**WHAT TO WORK ON:** Print the entries underneath word for word, omitting whatever pictures they contain.

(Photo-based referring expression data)
____________________

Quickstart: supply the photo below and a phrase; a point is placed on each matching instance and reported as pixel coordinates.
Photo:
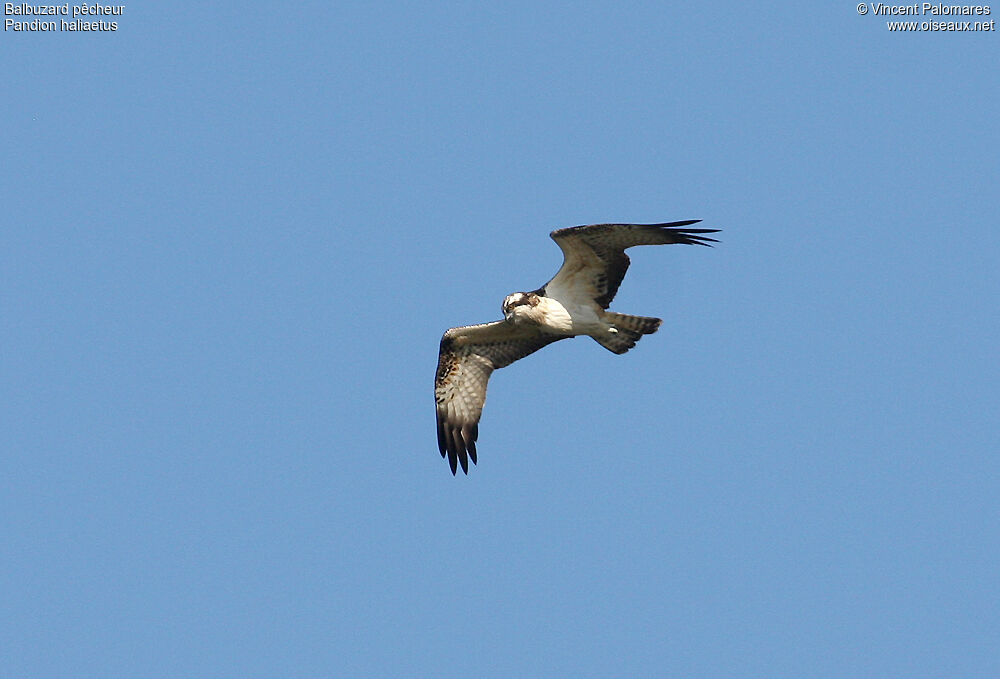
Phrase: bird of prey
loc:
(575, 302)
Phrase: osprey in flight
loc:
(574, 302)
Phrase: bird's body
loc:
(575, 302)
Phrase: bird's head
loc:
(516, 300)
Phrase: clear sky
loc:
(233, 234)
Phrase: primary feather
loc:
(574, 302)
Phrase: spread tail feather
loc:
(624, 331)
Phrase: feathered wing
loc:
(468, 356)
(594, 259)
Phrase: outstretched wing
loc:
(468, 356)
(594, 259)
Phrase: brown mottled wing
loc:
(468, 356)
(594, 259)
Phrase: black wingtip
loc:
(689, 236)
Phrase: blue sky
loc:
(235, 234)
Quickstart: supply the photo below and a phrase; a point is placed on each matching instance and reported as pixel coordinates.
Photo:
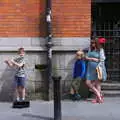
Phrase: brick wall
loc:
(25, 18)
(71, 18)
(22, 18)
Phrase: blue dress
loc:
(91, 66)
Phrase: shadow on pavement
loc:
(37, 116)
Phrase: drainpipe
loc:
(49, 49)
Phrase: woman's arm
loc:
(102, 55)
(92, 59)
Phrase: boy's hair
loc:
(80, 54)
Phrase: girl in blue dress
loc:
(93, 58)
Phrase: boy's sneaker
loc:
(17, 99)
(76, 97)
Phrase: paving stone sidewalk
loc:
(82, 110)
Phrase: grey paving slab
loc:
(82, 110)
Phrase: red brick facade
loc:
(26, 18)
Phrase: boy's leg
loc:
(22, 86)
(23, 93)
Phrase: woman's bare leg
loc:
(96, 92)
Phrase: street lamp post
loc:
(56, 79)
(49, 48)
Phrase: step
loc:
(111, 93)
(110, 86)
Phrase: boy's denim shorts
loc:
(19, 81)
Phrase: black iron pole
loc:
(49, 48)
(57, 98)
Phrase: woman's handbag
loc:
(101, 71)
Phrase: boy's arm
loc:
(17, 64)
(9, 63)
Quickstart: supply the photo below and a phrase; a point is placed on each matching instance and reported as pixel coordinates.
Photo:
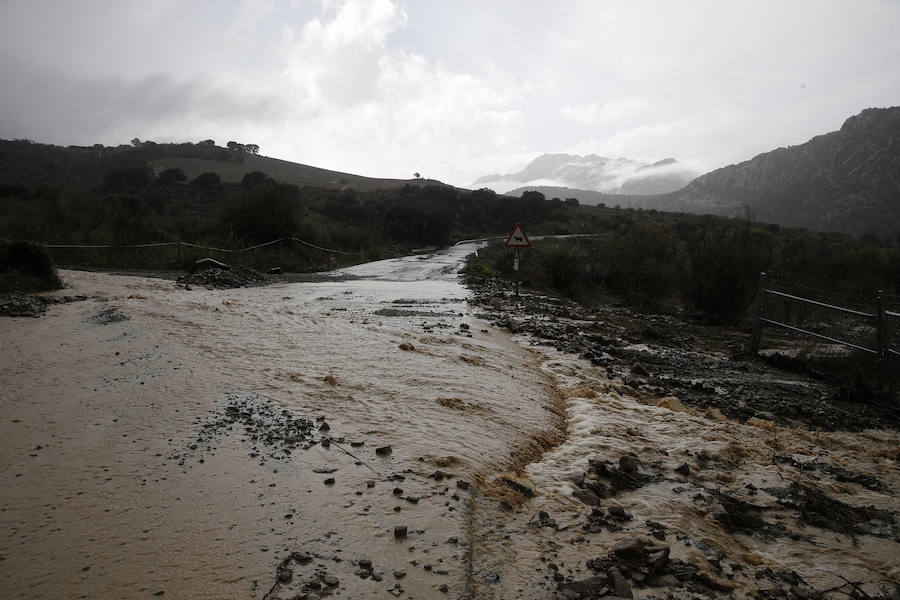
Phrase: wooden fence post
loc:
(760, 313)
(882, 338)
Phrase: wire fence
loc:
(289, 253)
(831, 324)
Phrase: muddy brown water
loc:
(146, 456)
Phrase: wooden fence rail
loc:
(879, 317)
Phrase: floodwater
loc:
(125, 474)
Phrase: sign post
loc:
(517, 239)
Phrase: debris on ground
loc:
(234, 277)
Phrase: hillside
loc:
(846, 180)
(24, 163)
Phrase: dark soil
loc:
(16, 304)
(235, 277)
(664, 355)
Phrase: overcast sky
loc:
(453, 89)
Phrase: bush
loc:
(26, 267)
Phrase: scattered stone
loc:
(108, 316)
(718, 512)
(21, 305)
(630, 549)
(628, 464)
(594, 587)
(220, 278)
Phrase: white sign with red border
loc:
(517, 238)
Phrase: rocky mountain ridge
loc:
(847, 180)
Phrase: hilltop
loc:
(845, 181)
(29, 164)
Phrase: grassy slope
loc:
(281, 170)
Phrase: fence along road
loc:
(879, 317)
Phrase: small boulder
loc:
(630, 549)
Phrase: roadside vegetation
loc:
(98, 196)
(26, 267)
(705, 266)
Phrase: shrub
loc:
(26, 267)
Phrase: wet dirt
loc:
(686, 472)
(288, 441)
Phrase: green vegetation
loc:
(26, 267)
(148, 193)
(138, 194)
(708, 266)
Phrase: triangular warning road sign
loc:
(518, 237)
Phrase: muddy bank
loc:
(661, 356)
(686, 472)
(15, 304)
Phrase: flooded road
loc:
(123, 474)
(370, 437)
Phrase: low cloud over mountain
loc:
(596, 173)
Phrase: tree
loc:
(253, 178)
(170, 176)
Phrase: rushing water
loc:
(122, 477)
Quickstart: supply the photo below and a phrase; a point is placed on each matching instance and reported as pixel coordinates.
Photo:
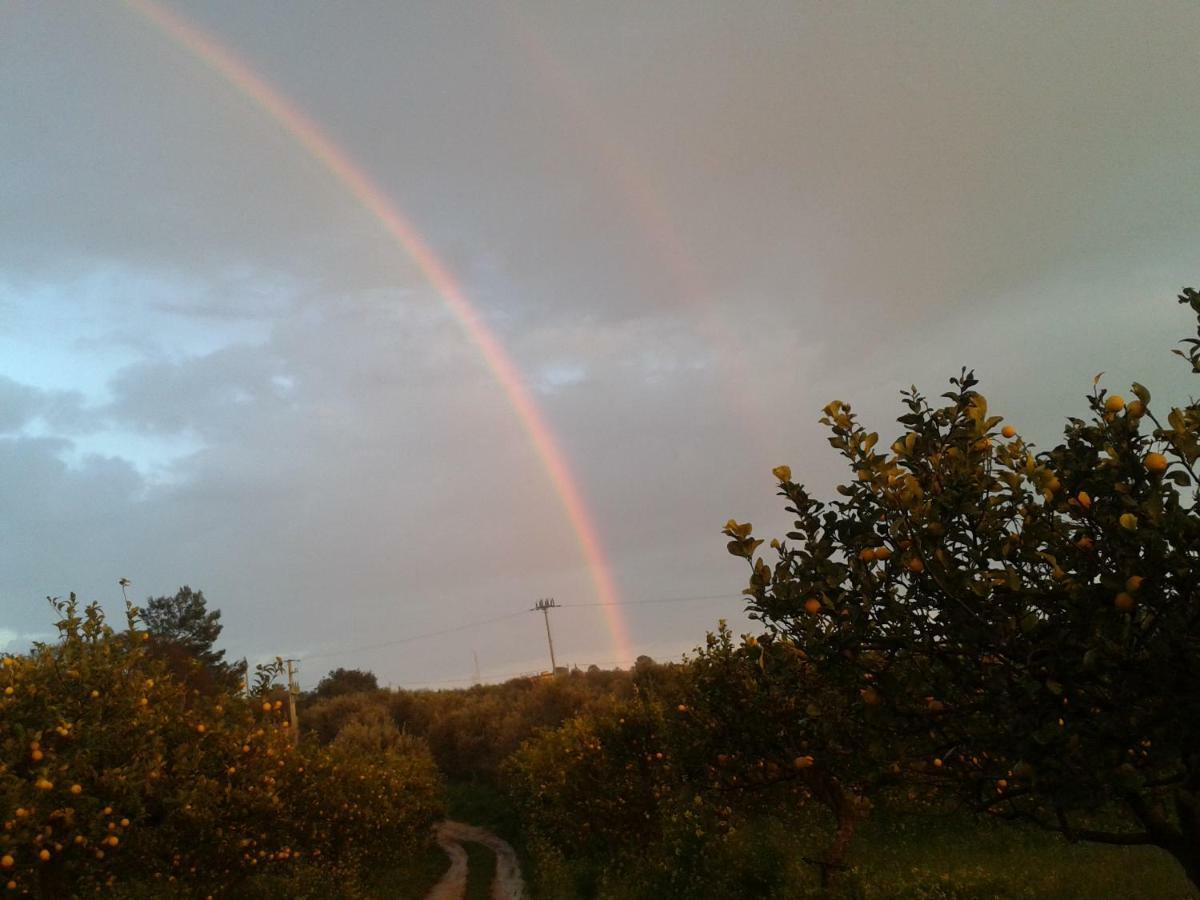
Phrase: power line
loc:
(466, 625)
(659, 600)
(414, 637)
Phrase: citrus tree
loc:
(112, 769)
(1025, 622)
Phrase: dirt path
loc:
(450, 837)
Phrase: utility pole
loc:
(545, 605)
(293, 690)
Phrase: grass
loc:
(957, 857)
(928, 858)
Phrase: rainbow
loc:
(645, 205)
(370, 197)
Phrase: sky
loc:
(687, 225)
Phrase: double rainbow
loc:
(309, 136)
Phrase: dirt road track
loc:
(507, 885)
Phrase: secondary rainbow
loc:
(351, 175)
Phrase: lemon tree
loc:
(112, 771)
(1026, 623)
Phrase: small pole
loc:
(292, 702)
(545, 606)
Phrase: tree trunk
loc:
(847, 813)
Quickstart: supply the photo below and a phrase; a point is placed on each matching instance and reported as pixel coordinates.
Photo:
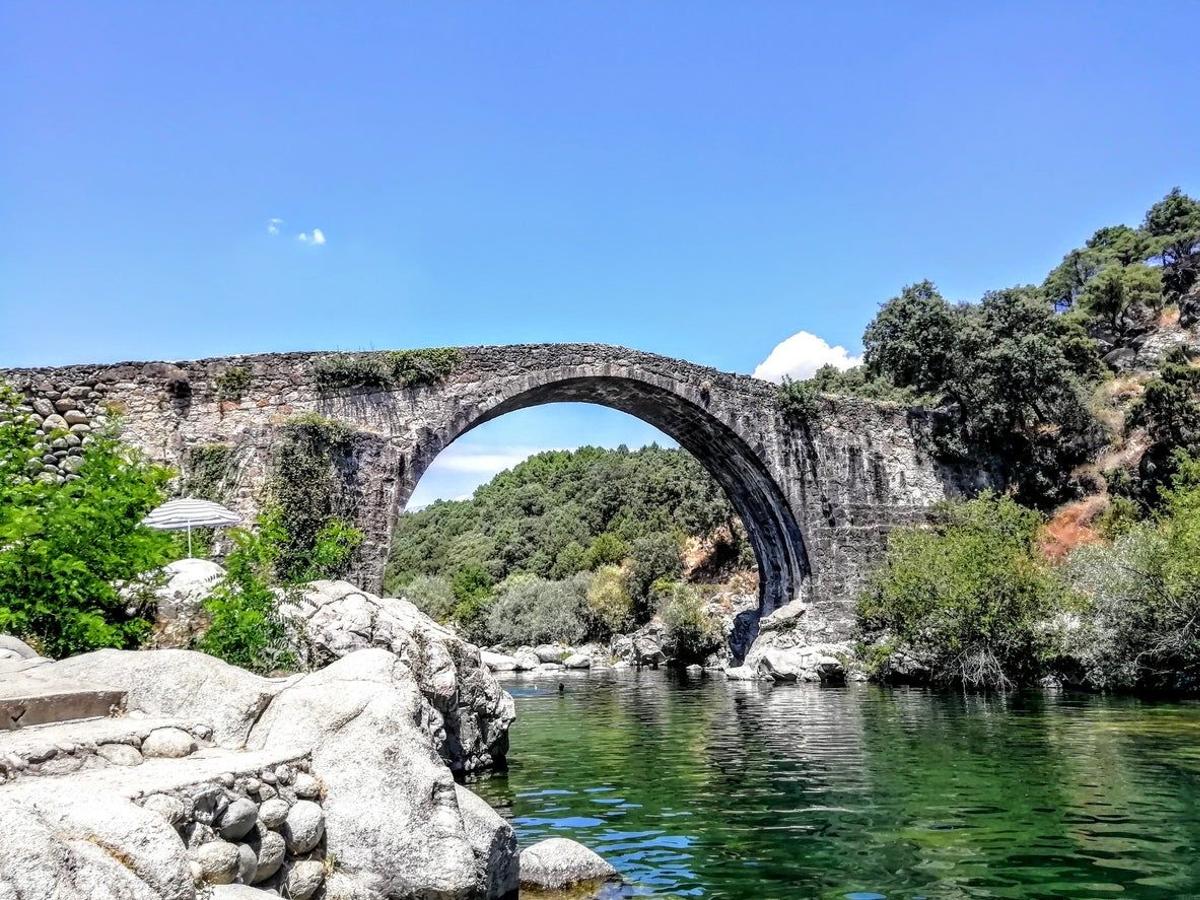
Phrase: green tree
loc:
(911, 340)
(970, 595)
(66, 549)
(1174, 227)
(245, 627)
(651, 558)
(610, 606)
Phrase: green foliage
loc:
(610, 606)
(911, 340)
(606, 549)
(970, 595)
(233, 382)
(537, 516)
(651, 558)
(390, 369)
(1143, 622)
(432, 595)
(66, 549)
(429, 366)
(246, 629)
(1174, 227)
(1169, 411)
(304, 492)
(1116, 288)
(691, 630)
(1011, 377)
(532, 610)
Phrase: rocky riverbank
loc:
(168, 774)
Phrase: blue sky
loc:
(699, 179)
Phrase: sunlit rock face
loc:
(817, 497)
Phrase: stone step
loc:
(64, 748)
(28, 699)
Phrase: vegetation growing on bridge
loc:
(385, 369)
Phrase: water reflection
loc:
(703, 787)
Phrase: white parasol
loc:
(189, 514)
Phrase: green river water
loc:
(703, 787)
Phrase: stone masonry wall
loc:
(817, 501)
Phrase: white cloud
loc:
(801, 355)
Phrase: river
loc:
(705, 787)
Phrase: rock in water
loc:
(558, 863)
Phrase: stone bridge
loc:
(817, 501)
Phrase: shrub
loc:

____________________

**SOLUTION TO THIS TASK:**
Quickstart: supply the photo below and a phrase; a point is placed on each matching instance and reported as pixel coordinates.
Photo:
Phrase: bird of prey
loc:
(575, 302)
Phrase: osprey in flight
loc:
(574, 302)
Phrase: bird's body
loc:
(575, 302)
Phrase: bird's head
loc:
(516, 300)
Phrase: clear sky
loc:
(233, 234)
Phrase: primary feather
loc:
(574, 302)
Phrase: spread tail feather
loc:
(624, 331)
Phrase: feathered wing
loc:
(468, 356)
(594, 259)
Phrase: outstretched wing
loc:
(468, 356)
(594, 259)
Phrase: brown mottled wing
loc:
(468, 356)
(594, 259)
Phrase: black wingtip
loc:
(689, 236)
Phrase: blue sky
loc:
(235, 234)
Quickstart: supply the photo below and a phrase; a point is placed on each matching instance and reported as pixel coordinates.
Photo:
Phrase: brick wall
loc:
(25, 18)
(71, 18)
(22, 18)
Phrase: blue dress
loc:
(91, 66)
Phrase: shadow on pavement
loc:
(37, 116)
Phrase: drainpipe
loc:
(49, 49)
Phrase: woman's arm
loc:
(102, 55)
(92, 59)
Phrase: boy's hair
loc:
(80, 54)
Phrase: girl in blue dress
loc:
(93, 58)
Phrase: boy's sneaker
loc:
(17, 99)
(76, 97)
Phrase: paving stone sidewalk
loc:
(82, 110)
Phrase: grey paving slab
loc:
(82, 110)
Phrase: red brick facade
loc:
(26, 18)
Phrase: boy's leg
loc:
(22, 86)
(23, 93)
Phrase: woman's bare leg
loc:
(96, 92)
Phrase: street lamp post
loc:
(56, 79)
(49, 48)
Phrase: step
loc:
(111, 93)
(110, 86)
Phrase: boy's denim shorts
loc:
(19, 81)
Phrase: black iron pole
loc:
(49, 48)
(57, 98)
Phrase: woman's handbag
loc:
(101, 71)
Phrase: boy's arm
loc:
(17, 64)
(9, 63)
Quickstart: supply the photo below and a phrase; a point is placed on each matching instance and reported as pixel coordinates.
Photo:
Phrase: wooden fence post
loc:
(760, 313)
(882, 338)
Phrase: wire fence
loc:
(289, 253)
(831, 324)
Phrase: muddy brown water
loc:
(146, 456)
Phrase: wooden fence rail
loc:
(879, 317)
Phrase: floodwater
loc:
(125, 474)
Phrase: sign post
loc:
(517, 239)
Phrase: debris on ground
loc:
(234, 277)
Phrase: hillside
loc:
(846, 180)
(24, 163)
Phrase: dark soil
loc:
(16, 304)
(235, 277)
(664, 355)
Phrase: overcast sky
loc:
(453, 89)
Phrase: bush
loc:
(26, 267)
Phrase: scattered stone
loc:
(108, 316)
(718, 512)
(21, 305)
(630, 549)
(628, 464)
(594, 587)
(220, 278)
Phrase: white sign with red border
loc:
(517, 238)
Phrase: rocky mountain ridge
loc:
(847, 180)
Phrase: hilltop
loc:
(845, 181)
(29, 164)
Phrase: grassy slope
loc:
(281, 170)
Phrase: fence along road
loc:
(879, 317)
Phrase: small boulder
loc:
(630, 549)
Phrase: roadside vegetation
loc:
(98, 196)
(26, 267)
(705, 266)
Phrase: shrub
loc:
(26, 267)
Phrase: wet dirt
loc:
(686, 472)
(288, 441)
Phrase: green vegetation
loc:
(26, 267)
(148, 193)
(138, 194)
(708, 266)
Phrase: triangular warning road sign
loc:
(518, 237)
Phrase: muddy bank
loc:
(661, 356)
(686, 472)
(15, 304)
Phrase: flooded road
loc:
(123, 474)
(370, 437)
Phrase: low cloud over mountain
loc:
(596, 173)
Phrase: tree
loc:
(253, 178)
(170, 176)
Phrase: rushing water
loc:
(122, 477)
Quickstart: supply the photo below and a phrase; a point is placed on each matching instance and reported as pixel coordinates.
Photo:
Phrase: power line
loc:
(466, 625)
(659, 600)
(414, 637)
Phrase: citrus tree
loc:
(112, 769)
(1025, 622)
Phrase: dirt path
loc:
(450, 837)
Phrase: utility pole
loc:
(545, 605)
(293, 690)
Phrase: grass
loc:
(957, 857)
(928, 858)
Phrase: rainbow
loc:
(645, 205)
(370, 197)
Phrase: sky
loc:
(687, 225)
Phrase: double rainbow
loc:
(309, 136)
Phrase: dirt road track
loc:
(507, 885)
Phrase: secondary rainbow
loc:
(351, 175)
Phrase: lemon tree
loc:
(112, 771)
(1026, 623)
Phrase: small pole
loc:
(292, 702)
(545, 606)
Phrase: tree trunk
loc:
(847, 813)
Quickstart: supply the photo below and a phrase; a point is placed on each matching instance and reported as pixel coordinates.
Photo:
Phrase: green tree
loc:
(911, 340)
(970, 595)
(66, 549)
(1174, 227)
(245, 627)
(651, 558)
(610, 606)
Phrase: green foliage
loc:
(610, 606)
(911, 340)
(606, 549)
(970, 595)
(233, 382)
(537, 516)
(651, 558)
(390, 369)
(1143, 622)
(432, 595)
(66, 549)
(429, 366)
(246, 629)
(1174, 227)
(1169, 411)
(304, 492)
(1116, 288)
(691, 630)
(1011, 377)
(532, 610)
Phrase: rocky riverbank
loc:
(168, 774)
Phrase: blue sky
loc:
(699, 179)
Phrase: sunlit rock face
loc:
(817, 497)
Phrase: stone step
loc:
(64, 748)
(28, 699)
Phrase: vegetation growing on bridge
loc:
(385, 369)
Phrase: water reflection
loc:
(703, 787)
Phrase: white parasol
loc:
(189, 514)
Phrase: green river water
loc:
(703, 787)
Phrase: stone masonry wall
loc:
(817, 501)
Phrase: white cloud
loc:
(801, 355)
Phrase: river
loc:
(705, 787)
Phrase: rock in water
loc:
(558, 863)
Phrase: stone bridge
loc:
(817, 501)
Phrase: shrub
loc:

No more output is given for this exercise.